◆ ARTICLE ◆
══════════

GeGeGe no Kitaro
6.9
GeGeGe no Kitaro

Anime (mangas) Fuji TV (2018)

Si vous avez lu mon compte-rendu sur le manga Showa-shi, que je recommande, peut-être vous souvenez-vous du nom de feu Mizuki Shigeru (1922-2015) l’auteur de Gegege no Kitarô.


Gegege no Kitarô (Kitarô le repoussant en français) est une série de mangas écrite entre 1960 et 1969. Elle nous raconte les aventures du protagoniste Kitarô et ses rencontres avec des yokai, esprits ou phénomènes supernaturels issus du folklore japonais, ou autres monstres de différentes mythologies. Cette oeuvre continue encore aujourd’hui d’être une franchise très célèbre malgré son âge et des débuts bien plus humbles.


En effet, l’existence de Kitarô remonte aux années 1930 et sous la forme du kamishibai (histoires contées en rue à l’aide d’illustrations) avant de passer dans les mains de l’artiste Mizuki Shigeru qui en 1960 l’adapte en manga sous le titre d’Hakaba Kitarô. En tant que maître d’histoires d’horreur, Mizuki fait bien trop peur pour que son oeuvre puisse réellement décoller et il faut attendre 1967 pour qu’une nouvelle itération, sous le nom de Gegege no Kitarô, plus accessible auprès du jeune public, explose en popularité et fasse la renommée de son auteur.


Pour vous donner une idée de son succès, pas moins de sept séries de japanimation ont été produites depuis 1969, une dizaine de films, animés ou en live-action, ont été projetés en salles de cinéma, et encore plus de jeux-vidéos ont été programmés en son nom. De manière plus générale, Gegege no Kitarô a contribué à une remise au goût du jour des yokai, leur conte ainsi que leurs représentations, sans compter son influence sur d’autres franchises, comme Yokai Watch.

══════════

Extraits de données sur le pointage d'objets:
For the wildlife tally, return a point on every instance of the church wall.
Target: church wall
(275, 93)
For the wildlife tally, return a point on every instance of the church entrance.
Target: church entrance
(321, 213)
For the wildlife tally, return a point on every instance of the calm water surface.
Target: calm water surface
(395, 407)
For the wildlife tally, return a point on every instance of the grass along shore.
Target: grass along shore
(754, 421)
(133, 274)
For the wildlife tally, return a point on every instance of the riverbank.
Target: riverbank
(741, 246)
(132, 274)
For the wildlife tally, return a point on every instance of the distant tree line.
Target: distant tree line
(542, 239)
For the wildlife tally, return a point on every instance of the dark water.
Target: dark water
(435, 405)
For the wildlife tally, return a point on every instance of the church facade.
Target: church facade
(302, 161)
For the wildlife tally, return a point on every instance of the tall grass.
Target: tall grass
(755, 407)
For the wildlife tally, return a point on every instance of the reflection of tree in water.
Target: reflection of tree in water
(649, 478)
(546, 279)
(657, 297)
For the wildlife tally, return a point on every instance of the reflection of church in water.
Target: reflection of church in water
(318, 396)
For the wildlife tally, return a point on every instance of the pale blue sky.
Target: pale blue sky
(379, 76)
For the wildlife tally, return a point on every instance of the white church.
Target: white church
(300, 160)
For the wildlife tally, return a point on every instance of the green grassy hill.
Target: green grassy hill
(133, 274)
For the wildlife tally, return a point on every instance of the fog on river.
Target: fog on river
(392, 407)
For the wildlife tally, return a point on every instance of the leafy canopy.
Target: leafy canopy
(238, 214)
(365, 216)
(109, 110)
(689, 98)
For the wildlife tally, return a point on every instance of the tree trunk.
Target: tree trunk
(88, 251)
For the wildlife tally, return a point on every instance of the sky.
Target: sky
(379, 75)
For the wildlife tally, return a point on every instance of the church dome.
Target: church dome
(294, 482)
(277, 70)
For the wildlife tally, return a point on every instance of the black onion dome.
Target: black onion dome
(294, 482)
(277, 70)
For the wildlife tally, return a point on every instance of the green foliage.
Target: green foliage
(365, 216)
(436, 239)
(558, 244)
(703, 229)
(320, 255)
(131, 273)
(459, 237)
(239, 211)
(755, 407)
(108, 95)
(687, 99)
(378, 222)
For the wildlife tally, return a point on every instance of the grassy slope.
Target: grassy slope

══════════

◆ CONSIGNE DONNÉE A ◆
D'après l'article sur Gegege no Kitarô, combien de séries de japanimation ont été produites depuis 1969 ?
◆ CONSIGNE DONNÉE B ◆
Reprenez l'article sur Gegege no Kitarô à la suite de sa dernière phrase.

◆ RÉPONSE DE L'EXERCICE A ◆
Sept séries.

◆ RÉPONSE DE L'EXERCICE B ◆
Ce n’est donc pas une surprise de voir une nouvelle adaptation apparaître en 2018 pour fêter son 50e anniversaire. Cette nouvelle série s’étend sur deux années entières avec une diffusion de 97 épisodes prise en charge par le mastodonte Toei Animation sous la supervision du réalisateur Koji Ogawa (World Trigger, Precure) ainsi que du scénariste Hiroshi Onogi (Macross, Eureka Seven).


Pourtant, on ne peut pas dire que Gegege no Kitarô soit très connu chez nous et si le grand public en a déjà entendu parlé, c’est généralement lorsqu’il a été annoncé que ce dernier allait remplacer leur bien aimé Dragon Ball Super. On a déjà fait meilleure première impression.


La principale raison de la faible attraction de Gegege pour le public occidental reste son label de « série pour enfants » qui l’accompagne. La catégorisation des genres et de l’audience est souvent très utile, et même indispensable lorsque l’on est un spectateur occasionnel, mais a ses limites (Avatar the Last Airbender est un exemple évident). Dans le cas de Gegege no Kitarô, il n’y a aucun doute que la série s’adresse principalement à un jeune public. Je ne dis pas cela seulement parce que ses épisodes ont été diffusés le dimanche matin ; cela se voit également avec les pouvoirs magiques de Kitarô presque parodiques, dans le ton très enfantin de certains épisodes, ainsi que dans la structure de bien d’autres où la formule typique du « monstre de la semaine » est incorporée à l’une ou l’autre morale.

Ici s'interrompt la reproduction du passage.